### REQUIREMENT A
In the biography of S. W. B. Wadugodapitiya below, who appointed him Puisne Justice of the Supreme Court of Sri Lanka?

### SOURCE
= = = = = = =

Puisne Justice of the Supreme Court of Sri Lanka
- In office 1991–2002
- Appointed by: Ranasinghe Premadasa

33rd Solicitor General of Sri Lanka
- In office 1989–1991
- President: J. R. Jayewardene
- Preceded by: K. M. M. B. Kulatunga
- Succeeded by: Tilak Marapana

= S. W. B. Wadugodapitiya =

Justice S. W. B. Wadugodapitiya, PC is a Sri Lankan judge. He was a Judge of the Supreme Court of Sri Lanka and had served as the Acting Chief Justice. He was also the 33rd Solicitor General of Sri Lanka.

= = = = = = =

[Some records]
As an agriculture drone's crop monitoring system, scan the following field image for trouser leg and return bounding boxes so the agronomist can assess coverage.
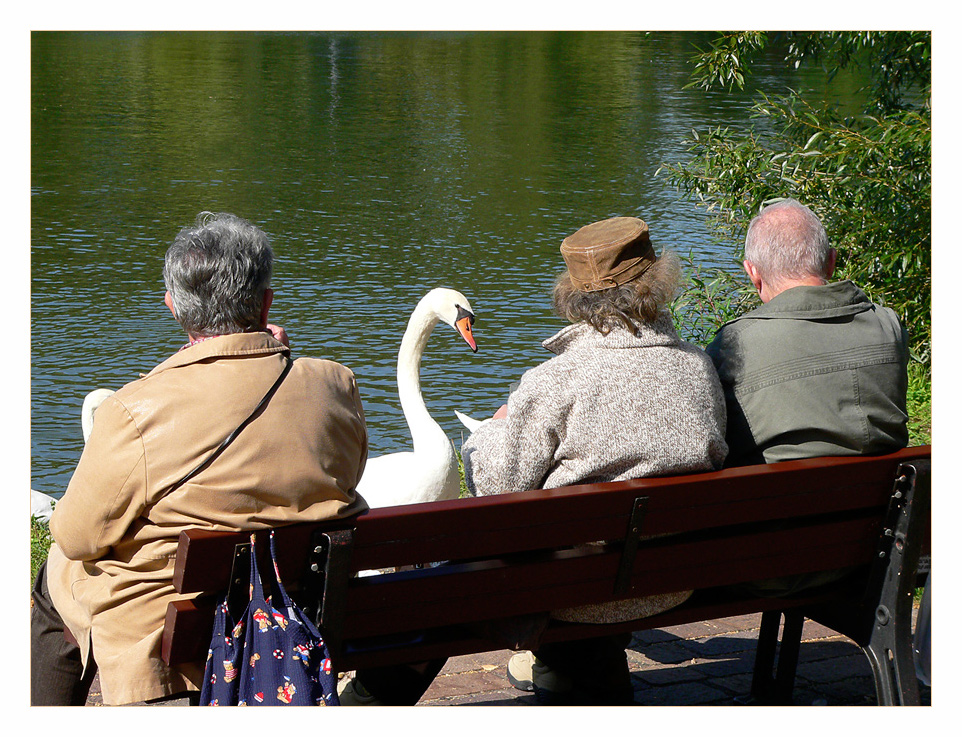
[356,658,447,706]
[30,563,97,706]
[534,632,634,704]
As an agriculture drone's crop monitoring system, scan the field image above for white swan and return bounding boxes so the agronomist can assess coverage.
[30,389,113,522]
[357,289,478,508]
[80,389,113,443]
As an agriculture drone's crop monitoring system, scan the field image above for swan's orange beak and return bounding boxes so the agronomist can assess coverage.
[454,305,478,353]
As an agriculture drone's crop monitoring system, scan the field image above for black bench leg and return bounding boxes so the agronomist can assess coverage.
[751,611,805,705]
[862,606,921,706]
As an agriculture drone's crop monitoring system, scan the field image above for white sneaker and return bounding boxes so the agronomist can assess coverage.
[508,650,574,694]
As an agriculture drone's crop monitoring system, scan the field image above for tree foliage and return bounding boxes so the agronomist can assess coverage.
[665,32,932,365]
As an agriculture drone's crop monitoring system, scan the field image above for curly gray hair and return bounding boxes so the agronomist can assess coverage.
[164,212,274,337]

= = = = = = =

### REQUIREMENT B
Pick out every line of the listing that contains the word "white", with case taken into account.

### WORKED ANSWER A
Ranasinghe Premadasa

### WORKED ANSWER B
As an agriculture drone's crop monitoring system, scan the field image above for white swan and return bounding boxes so the agronomist can assess coverage.
As an agriculture drone's crop monitoring system, scan the field image above for white sneaker and return bounding boxes so the agronomist can assess coverage.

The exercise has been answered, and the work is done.